> [THE DATA]:
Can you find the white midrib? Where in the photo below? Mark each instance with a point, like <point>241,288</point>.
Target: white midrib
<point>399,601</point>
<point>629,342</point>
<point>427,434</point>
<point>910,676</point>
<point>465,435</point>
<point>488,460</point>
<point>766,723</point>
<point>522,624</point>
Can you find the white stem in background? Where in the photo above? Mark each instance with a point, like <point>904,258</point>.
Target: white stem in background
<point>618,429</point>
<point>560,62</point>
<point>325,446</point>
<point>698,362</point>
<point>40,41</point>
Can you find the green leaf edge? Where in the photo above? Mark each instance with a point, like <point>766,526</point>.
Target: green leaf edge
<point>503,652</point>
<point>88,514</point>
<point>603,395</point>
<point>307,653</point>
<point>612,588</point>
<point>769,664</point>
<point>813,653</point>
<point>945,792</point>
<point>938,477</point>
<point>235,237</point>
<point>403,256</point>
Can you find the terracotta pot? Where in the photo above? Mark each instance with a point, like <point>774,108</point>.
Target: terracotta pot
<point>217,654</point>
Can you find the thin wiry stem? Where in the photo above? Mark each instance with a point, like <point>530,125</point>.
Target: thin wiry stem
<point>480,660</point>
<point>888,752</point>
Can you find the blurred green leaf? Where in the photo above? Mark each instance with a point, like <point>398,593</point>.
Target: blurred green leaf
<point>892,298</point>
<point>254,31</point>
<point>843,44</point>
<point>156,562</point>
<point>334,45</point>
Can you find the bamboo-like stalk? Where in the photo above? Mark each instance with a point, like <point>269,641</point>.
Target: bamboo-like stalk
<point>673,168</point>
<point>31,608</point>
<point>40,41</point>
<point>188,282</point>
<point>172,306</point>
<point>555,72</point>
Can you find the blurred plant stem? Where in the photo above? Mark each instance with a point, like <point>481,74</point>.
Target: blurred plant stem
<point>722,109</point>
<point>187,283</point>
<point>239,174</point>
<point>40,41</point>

> [WHAT TO WORK ON]:
Restate word for word only the lines running from the beginning of the data to the line holding "Can you find the green", both included.

> [TASK RESULT]:
Can you find the white midrib? Where in the photo below? Mark each instance with a point, like <point>241,288</point>.
Target: white midrib
<point>399,601</point>
<point>629,342</point>
<point>427,434</point>
<point>910,676</point>
<point>465,435</point>
<point>488,460</point>
<point>766,723</point>
<point>522,624</point>
Can you find the white stem in background? Where in the photo above? Mark each instance with a point, like <point>904,258</point>.
Target: white stem in background
<point>618,429</point>
<point>560,62</point>
<point>325,446</point>
<point>698,362</point>
<point>40,41</point>
Can you find the green leaf edge? Where in the photo above? Mark each instance with a point, like <point>766,526</point>.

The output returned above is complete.